# Hi All! New Here...



## iluvblue (Mar 14, 2010)

...and I guess I am going to just jump in here with an intro and short explanation of my marriage problems.

My husband and I just celebrated (sort of) our 6-year wedding anniversary. We have been together for nine years.

Toward the end of January, my husband announced that he doesn't love me the same and that he thinks we should just end things. 

It was a shock to me! Not that there were problems (who doesn't have problems), but that he'd given up on us. We'd never discussed separating (well not since 6 months after we started dating). 

I knew things had changed with us. We were not connected and hadn't been intimate in months. Because of female problems, I was not able to conceive the second child he desperately wanted. The female problems were the beginning of the end where our sex life was concerned. Not that he didn't want to be with me, but that I felt very unattractive and embarrassed and not particularly focused or interested in sex.

I have my own set of issues with my husband, but I love him and I am willing to do just about anything to save my marriage...most days.

There are some days, when I just hurt so much that I think it best to just let him go. I mean, if the man isn't happy and he doesn't feel like the love he has for me is the right kind of love to have for his wife, shouldn't I let him go?

I struggle with this day in and day out. I try to be positive, but some days are tougher than others. 

Yesterday I went to sleep and planning to read my Mort Fertel emails and try to figure out what kind of program to purchase today or if we should sign up for counseling (we decided on counseling, but I am wondering if an at home program or maybe a boot camp would be better for our busy schedules). That was last night.

I woke up thinking I needed to start on planning on him leaving (I am not leaving our home and I have already told him this). And that's how my days go. I might go three days of good and then the negative starts creeping back in.

Information supplied>
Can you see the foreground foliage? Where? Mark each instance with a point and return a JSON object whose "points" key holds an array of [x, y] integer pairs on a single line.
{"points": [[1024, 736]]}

Task to complete> Condense the paragraph in the forum post that begins "I knew things had changed with us" into two sentences that keep its main facts.

Problem solution> Things had changed: we weren't connected and hadn't been intimate in months. Female problems kept me from conceiving the second child he desperately wanted and began the decline of our sex life, not because he didn't want to be with me but because I felt unattractive, embarrassed, and uninterested in sex.